(Source data begins)

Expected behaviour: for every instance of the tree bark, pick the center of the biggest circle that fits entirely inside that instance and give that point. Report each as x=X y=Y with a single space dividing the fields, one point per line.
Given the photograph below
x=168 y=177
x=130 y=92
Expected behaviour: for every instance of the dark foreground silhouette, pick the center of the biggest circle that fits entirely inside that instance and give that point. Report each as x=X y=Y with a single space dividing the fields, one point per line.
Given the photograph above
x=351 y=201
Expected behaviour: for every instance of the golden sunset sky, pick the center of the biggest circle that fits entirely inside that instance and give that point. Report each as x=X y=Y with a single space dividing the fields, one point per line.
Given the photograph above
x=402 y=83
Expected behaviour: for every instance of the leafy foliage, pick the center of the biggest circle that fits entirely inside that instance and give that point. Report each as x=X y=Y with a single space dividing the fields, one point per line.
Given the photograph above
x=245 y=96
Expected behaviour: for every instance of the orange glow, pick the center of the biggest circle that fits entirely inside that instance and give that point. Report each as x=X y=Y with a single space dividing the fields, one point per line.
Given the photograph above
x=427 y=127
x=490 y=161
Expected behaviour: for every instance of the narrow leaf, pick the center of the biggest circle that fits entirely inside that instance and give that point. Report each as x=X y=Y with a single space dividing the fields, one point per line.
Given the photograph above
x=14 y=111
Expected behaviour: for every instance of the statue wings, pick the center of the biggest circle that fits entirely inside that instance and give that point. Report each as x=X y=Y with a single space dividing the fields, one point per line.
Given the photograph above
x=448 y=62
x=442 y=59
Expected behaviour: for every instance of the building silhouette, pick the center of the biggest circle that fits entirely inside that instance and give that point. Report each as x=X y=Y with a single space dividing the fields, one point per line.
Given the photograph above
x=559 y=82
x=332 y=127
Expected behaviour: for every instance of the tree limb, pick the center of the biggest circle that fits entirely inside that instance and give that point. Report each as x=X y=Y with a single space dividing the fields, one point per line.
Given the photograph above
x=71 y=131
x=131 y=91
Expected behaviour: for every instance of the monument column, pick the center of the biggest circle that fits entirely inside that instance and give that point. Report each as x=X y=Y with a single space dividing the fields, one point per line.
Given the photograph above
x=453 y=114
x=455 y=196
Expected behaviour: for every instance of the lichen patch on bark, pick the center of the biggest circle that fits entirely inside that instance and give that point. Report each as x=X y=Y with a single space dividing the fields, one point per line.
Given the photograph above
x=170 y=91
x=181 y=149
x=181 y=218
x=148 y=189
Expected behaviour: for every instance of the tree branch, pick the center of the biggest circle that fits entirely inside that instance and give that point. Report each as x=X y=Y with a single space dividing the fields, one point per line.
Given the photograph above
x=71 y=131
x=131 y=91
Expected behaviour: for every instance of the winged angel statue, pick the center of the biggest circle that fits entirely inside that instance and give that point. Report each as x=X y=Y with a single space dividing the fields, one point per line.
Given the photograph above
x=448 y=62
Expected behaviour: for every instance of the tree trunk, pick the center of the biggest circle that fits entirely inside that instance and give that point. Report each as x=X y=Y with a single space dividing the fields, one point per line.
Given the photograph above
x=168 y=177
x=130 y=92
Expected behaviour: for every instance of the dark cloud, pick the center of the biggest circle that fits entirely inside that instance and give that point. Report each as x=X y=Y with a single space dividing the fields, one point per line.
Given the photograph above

(Source data ends)

→ **Exercise description**
Every single line in the records above must be written out exactly.

→ **Response**
Expected behaviour: for every instance of the tree bark, pick the center of the biggest circle that fits entirely inside that instance and give that point. Report each as x=X y=Y with a single space dividing the fields, one point per line.
Given the photograph below
x=168 y=177
x=130 y=92
Expected behaviour: for every instance of the dark foreground silhouette, pick the center of the biggest circle that fits entirely inside that instance and give that point. Report each as x=X y=Y with a single space dividing the fields, one point per line.
Given the photograph above
x=351 y=201
Expected behaviour: for every instance of the golden sunset sky, pick the center of the biggest circle that fits entirely inside that instance and give that point. Report each as x=X y=Y with a single space dividing the fields, one point per line.
Given the photograph above
x=402 y=83
Expected behaviour: for every instance of the leafy foliage, pick the center of the biggest circle that fits entirely inside that instance and give that point. Report each as x=X y=Y with a single space dividing the fields, one point per line.
Given the photograph above
x=245 y=96
Expected behaviour: for every instance of the orange glow, pick the center of the biggest circle that fits entirely inside that instance and give that point. Report each as x=X y=Y with a single space dividing the fields, one point per line.
Given the photograph above
x=427 y=127
x=490 y=161
Expected behaviour: for every instance of the narrow leaf, pick the center of the biggest circle that fits entirely inside that instance and give that point. Report each as x=X y=Y with a single space dividing the fields, one point per line.
Given the photograph above
x=14 y=111
Expected behaviour: for every instance of the statue wings, pick the center of the biggest circle that fits entirely inside that instance and give that point. Report each as x=X y=Y with a single space dividing the fields, one point per line.
Given the photograph above
x=448 y=62
x=442 y=59
Expected behaviour: for every instance of the building silhouette, pick the center of the biggest circle that fits entirely inside that instance and give that point. Report each as x=X y=Y with a single space dividing the fields, one point per line.
Given the photograph above
x=559 y=82
x=332 y=127
Expected behaviour: for every instance of the tree limb, pick the center of the biggest circle that fits entirely inside that instance and give that point. Report each as x=X y=Y with a single space dividing the fields, one point per line.
Given the photograph above
x=71 y=131
x=131 y=91
Expected behaviour: for every instance of the monument column, pick the center of the biggest circle that fits entirely inside that instance and give that point. Report each as x=X y=Y with a single space dividing the fields, one point per line.
Given the photograph above
x=453 y=114
x=455 y=196
Expected behaviour: for every instance of the lichen patch on bark, pick the center of the biggest circle that fits entirely inside that instance and give that point. Report each as x=X y=Y with a single space dividing the fields, one point per line.
Given the photograph above
x=170 y=91
x=181 y=149
x=181 y=218
x=148 y=189
Expected behaviour: for every instance of the tree branch, pick the center of the biggest circle that fits entirely inside that instance and give that point. Report each as x=X y=Y with a single space dividing the fields, one point per line.
Given the photograph above
x=71 y=131
x=131 y=91
Expected behaviour: for every instance of the winged angel statue, pick the center of the biggest circle that fits entirely inside that instance and give that point. Report each as x=X y=Y with a single space dividing the fields, one point per line.
Given the photograph above
x=448 y=62
Expected behaviour: for every instance of the tree trunk, pick the center of the biggest circle that fits entirely inside that instance and give that point. Report each as x=X y=Y with a single space dividing the fields, one point per line.
Given the photograph above
x=168 y=177
x=130 y=92
Expected behaviour: for every instance of the dark cloud, pick the center of the biggest circle that fits entirely inside that instance and give that point. Report each as x=X y=Y with a single space dividing the fields, one point per line.
Given the photograph above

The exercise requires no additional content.